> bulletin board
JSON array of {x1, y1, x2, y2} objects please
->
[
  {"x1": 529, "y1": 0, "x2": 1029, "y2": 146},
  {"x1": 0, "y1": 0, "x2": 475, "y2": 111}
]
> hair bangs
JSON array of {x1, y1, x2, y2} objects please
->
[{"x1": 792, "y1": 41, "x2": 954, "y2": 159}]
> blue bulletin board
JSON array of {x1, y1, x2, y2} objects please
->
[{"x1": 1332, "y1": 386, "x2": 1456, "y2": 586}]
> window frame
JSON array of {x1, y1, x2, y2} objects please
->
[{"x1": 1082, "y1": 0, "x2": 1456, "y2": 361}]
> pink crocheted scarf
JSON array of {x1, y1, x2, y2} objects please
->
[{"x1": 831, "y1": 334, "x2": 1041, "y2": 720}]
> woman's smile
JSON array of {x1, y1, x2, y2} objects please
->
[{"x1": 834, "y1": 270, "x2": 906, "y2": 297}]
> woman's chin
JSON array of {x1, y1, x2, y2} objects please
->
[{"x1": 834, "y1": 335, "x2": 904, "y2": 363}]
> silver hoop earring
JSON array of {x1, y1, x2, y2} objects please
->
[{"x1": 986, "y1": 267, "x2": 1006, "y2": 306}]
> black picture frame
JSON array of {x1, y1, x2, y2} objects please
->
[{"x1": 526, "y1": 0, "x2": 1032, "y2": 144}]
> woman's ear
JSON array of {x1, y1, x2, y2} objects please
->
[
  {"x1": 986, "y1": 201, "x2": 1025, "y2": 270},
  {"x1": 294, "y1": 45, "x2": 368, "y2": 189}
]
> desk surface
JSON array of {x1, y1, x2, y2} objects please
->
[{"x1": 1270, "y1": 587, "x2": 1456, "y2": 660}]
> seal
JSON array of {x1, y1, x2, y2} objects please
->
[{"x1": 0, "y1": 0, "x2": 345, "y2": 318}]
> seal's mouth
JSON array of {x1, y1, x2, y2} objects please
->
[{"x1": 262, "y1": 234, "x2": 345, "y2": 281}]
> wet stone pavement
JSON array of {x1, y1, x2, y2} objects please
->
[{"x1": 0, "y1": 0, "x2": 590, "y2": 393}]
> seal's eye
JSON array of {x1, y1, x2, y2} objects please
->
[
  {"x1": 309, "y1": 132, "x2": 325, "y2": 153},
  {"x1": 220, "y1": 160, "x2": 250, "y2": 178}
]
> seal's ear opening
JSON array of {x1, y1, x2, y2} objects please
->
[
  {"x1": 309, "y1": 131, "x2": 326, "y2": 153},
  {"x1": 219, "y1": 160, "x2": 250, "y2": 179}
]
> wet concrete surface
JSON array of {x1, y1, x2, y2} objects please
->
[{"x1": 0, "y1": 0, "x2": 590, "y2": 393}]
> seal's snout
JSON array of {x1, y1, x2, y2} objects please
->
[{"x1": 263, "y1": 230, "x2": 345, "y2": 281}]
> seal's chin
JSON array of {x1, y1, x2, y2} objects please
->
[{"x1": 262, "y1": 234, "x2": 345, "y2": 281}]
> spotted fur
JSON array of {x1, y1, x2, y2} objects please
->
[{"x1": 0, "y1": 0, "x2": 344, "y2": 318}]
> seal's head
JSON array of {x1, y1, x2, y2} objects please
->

** Instructions for the task **
Rewrite all of the items above, changing every "woman's" to "person's" and leaving everything else as it is.

** Answer to this problem **
> bulletin board
JSON array of {x1, y1, x2, y2} objects please
->
[
  {"x1": 529, "y1": 0, "x2": 1029, "y2": 146},
  {"x1": 0, "y1": 0, "x2": 475, "y2": 111}
]
> hair bangs
JSON array of {x1, y1, x2, y2} objects please
->
[{"x1": 792, "y1": 41, "x2": 954, "y2": 159}]
> blue bulletin board
JSON array of {x1, y1, x2, y2} objects please
->
[{"x1": 1332, "y1": 386, "x2": 1456, "y2": 586}]
> window frame
JSON array of {x1, y1, x2, y2} objects please
->
[{"x1": 1082, "y1": 0, "x2": 1456, "y2": 361}]
> pink crocheted scarf
JSON array of {x1, y1, x2, y2} objects please
->
[{"x1": 831, "y1": 334, "x2": 1041, "y2": 720}]
> person's smile
JSON array of {x1, y1, x2, y2} objects please
->
[{"x1": 834, "y1": 270, "x2": 906, "y2": 297}]
> person's chin
JSON array of {x1, y1, x2, y2} objects please
->
[{"x1": 834, "y1": 335, "x2": 904, "y2": 363}]
> silver hoop earring
JSON array of {x1, y1, x2, y2} objects please
->
[{"x1": 986, "y1": 267, "x2": 1006, "y2": 306}]
> black picture frame
JSON array of {x1, y1, x2, y2} objects please
->
[{"x1": 526, "y1": 0, "x2": 1032, "y2": 144}]
> person's ear
JSON array of {x1, y1, x2, y2} objects please
->
[
  {"x1": 986, "y1": 201, "x2": 1025, "y2": 270},
  {"x1": 294, "y1": 45, "x2": 368, "y2": 189}
]
> desk surface
JSON array of {x1, y1, x2, y2} objects please
->
[{"x1": 1270, "y1": 587, "x2": 1456, "y2": 660}]
> seal
JSON array of {x1, y1, x2, y2} objects please
->
[{"x1": 0, "y1": 0, "x2": 345, "y2": 318}]
> seal's mouth
JSON array of {x1, y1, x2, y2} objects please
->
[{"x1": 262, "y1": 234, "x2": 345, "y2": 281}]
> wet stone pavement
JSON array of {x1, y1, x2, y2} objects please
->
[{"x1": 0, "y1": 0, "x2": 590, "y2": 393}]
> seal's eye
JSON array of {x1, y1, x2, y2} objects please
->
[
  {"x1": 309, "y1": 132, "x2": 325, "y2": 153},
  {"x1": 220, "y1": 160, "x2": 250, "y2": 178}
]
> seal's ear opening
JSON array of {x1, y1, x2, y2} objects please
->
[
  {"x1": 309, "y1": 131, "x2": 326, "y2": 153},
  {"x1": 219, "y1": 160, "x2": 250, "y2": 179}
]
> wet concrete surface
JSON array of {x1, y1, x2, y2} objects please
->
[{"x1": 0, "y1": 0, "x2": 590, "y2": 393}]
> seal's snout
JSON array of {x1, y1, x2, y2} objects please
->
[{"x1": 263, "y1": 230, "x2": 345, "y2": 281}]
> seal's chin
JSON array of {x1, y1, x2, y2} objects please
->
[{"x1": 262, "y1": 234, "x2": 345, "y2": 281}]
> spotted fur
JSON array of {x1, y1, x2, y2} objects please
->
[{"x1": 0, "y1": 0, "x2": 344, "y2": 318}]
> seal's head
JSON array of {x1, y1, x2, y2} objects please
->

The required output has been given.